[Object position labeling entries]
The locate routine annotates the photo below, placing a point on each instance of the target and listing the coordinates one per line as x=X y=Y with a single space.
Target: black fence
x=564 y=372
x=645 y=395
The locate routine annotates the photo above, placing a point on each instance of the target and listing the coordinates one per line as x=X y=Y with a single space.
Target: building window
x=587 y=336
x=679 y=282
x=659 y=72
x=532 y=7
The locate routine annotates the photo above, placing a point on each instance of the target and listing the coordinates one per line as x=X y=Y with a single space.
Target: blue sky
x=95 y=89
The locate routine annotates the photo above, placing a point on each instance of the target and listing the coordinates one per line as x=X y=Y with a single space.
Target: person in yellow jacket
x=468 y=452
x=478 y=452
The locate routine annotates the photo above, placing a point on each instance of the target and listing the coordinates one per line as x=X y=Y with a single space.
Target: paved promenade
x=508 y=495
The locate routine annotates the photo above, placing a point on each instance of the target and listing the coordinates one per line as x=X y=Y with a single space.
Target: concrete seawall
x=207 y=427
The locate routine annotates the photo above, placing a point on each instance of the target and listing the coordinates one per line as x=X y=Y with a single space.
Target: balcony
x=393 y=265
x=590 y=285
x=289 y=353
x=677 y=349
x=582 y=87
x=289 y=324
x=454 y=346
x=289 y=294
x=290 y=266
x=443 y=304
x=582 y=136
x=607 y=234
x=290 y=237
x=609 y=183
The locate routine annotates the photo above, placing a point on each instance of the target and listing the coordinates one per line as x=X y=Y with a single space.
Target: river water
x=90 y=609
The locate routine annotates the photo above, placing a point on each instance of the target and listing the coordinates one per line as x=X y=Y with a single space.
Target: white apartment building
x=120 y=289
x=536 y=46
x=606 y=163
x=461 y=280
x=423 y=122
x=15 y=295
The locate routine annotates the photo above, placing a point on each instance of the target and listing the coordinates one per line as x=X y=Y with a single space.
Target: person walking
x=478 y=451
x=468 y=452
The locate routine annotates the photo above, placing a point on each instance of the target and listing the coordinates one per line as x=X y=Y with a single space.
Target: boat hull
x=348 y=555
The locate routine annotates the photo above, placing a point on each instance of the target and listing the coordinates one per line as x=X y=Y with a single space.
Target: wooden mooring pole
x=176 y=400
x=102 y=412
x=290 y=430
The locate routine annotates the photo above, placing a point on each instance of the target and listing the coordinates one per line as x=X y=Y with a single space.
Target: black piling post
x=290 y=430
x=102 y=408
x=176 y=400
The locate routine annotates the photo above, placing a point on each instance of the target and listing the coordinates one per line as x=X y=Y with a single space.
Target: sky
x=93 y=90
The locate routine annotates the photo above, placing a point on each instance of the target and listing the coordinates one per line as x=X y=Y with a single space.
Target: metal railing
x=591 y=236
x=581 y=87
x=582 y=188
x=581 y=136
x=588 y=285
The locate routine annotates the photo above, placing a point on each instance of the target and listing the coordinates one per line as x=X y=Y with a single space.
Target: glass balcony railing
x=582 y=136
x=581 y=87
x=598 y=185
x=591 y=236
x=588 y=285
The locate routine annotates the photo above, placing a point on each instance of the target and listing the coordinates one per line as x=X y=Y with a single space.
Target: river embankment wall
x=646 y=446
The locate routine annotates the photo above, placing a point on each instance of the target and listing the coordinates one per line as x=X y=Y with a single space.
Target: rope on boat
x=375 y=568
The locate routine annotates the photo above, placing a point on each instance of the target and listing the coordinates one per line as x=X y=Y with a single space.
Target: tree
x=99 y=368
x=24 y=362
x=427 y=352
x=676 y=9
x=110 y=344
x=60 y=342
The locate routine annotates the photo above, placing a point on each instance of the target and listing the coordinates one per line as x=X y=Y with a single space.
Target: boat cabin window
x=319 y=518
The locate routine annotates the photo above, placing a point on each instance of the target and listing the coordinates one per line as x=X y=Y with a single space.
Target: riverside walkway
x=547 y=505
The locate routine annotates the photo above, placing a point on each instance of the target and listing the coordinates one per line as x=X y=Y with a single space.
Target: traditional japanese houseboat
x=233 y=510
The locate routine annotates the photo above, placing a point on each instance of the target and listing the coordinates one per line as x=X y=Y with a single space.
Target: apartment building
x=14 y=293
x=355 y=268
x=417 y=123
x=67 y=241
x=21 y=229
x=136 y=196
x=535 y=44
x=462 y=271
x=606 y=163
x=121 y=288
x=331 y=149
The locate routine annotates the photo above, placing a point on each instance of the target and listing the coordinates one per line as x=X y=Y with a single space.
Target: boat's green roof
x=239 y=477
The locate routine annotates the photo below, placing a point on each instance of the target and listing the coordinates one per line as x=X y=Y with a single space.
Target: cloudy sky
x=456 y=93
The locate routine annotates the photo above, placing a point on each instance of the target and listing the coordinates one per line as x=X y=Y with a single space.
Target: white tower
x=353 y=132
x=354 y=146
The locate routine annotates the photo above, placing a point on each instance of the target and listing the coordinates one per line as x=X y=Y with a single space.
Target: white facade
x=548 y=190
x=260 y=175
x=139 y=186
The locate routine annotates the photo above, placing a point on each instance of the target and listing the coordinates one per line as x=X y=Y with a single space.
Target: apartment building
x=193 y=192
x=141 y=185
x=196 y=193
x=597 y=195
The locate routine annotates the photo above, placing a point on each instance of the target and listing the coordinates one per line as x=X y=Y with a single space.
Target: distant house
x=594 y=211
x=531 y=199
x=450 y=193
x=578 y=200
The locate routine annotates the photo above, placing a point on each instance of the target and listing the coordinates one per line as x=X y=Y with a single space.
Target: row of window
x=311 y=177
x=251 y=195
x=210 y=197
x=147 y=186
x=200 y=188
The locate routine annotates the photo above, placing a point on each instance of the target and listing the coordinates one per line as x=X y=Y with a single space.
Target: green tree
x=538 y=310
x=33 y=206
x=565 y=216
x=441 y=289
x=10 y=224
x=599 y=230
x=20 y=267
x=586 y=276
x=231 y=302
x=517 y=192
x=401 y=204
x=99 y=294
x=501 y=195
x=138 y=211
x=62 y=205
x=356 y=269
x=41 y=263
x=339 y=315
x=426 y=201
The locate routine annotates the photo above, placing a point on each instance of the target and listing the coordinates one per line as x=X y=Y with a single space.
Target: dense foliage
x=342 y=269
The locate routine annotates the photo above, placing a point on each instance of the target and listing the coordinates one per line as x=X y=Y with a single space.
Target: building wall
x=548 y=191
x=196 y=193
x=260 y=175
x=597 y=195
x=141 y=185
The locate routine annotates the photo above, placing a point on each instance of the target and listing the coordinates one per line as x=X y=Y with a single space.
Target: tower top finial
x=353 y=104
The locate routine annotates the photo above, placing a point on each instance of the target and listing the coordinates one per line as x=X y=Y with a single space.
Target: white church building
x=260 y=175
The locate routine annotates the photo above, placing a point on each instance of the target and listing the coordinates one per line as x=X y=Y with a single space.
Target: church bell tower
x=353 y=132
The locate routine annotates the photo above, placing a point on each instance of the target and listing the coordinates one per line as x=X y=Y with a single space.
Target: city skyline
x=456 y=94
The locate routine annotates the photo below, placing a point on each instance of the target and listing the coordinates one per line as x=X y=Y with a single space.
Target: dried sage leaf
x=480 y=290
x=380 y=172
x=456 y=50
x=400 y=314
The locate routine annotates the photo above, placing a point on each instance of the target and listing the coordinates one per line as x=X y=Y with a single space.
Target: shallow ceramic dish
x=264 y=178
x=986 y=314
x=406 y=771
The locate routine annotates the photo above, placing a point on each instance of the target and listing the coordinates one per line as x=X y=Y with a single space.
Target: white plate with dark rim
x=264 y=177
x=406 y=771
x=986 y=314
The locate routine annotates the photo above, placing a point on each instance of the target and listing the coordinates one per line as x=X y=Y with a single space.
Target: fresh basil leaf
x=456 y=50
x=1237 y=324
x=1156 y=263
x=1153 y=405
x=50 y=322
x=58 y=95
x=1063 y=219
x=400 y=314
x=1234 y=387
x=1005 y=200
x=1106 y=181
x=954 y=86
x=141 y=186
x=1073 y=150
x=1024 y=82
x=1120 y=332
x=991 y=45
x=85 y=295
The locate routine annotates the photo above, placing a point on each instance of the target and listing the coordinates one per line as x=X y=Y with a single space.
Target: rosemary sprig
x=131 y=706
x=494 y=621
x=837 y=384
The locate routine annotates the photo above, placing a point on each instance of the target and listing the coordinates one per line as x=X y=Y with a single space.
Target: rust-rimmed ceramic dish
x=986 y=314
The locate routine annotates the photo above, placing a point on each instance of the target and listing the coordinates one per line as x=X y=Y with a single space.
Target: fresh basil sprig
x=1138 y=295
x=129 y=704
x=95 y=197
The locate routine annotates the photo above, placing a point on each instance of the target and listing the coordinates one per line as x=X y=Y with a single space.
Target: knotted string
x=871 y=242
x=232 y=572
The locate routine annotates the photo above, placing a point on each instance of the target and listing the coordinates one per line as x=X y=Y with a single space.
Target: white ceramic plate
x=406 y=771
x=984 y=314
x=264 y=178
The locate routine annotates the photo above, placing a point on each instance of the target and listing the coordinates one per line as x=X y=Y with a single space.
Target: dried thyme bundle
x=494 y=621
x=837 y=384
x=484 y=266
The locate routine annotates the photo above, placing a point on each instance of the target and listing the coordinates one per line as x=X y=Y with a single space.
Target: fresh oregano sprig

» **What the exercise asks**
Which lines in the items above contain the string "balcony"? Extract every such line, treating uppercase and lowercase as different.

» **The result**
Target: balcony
Target: glass balcony railing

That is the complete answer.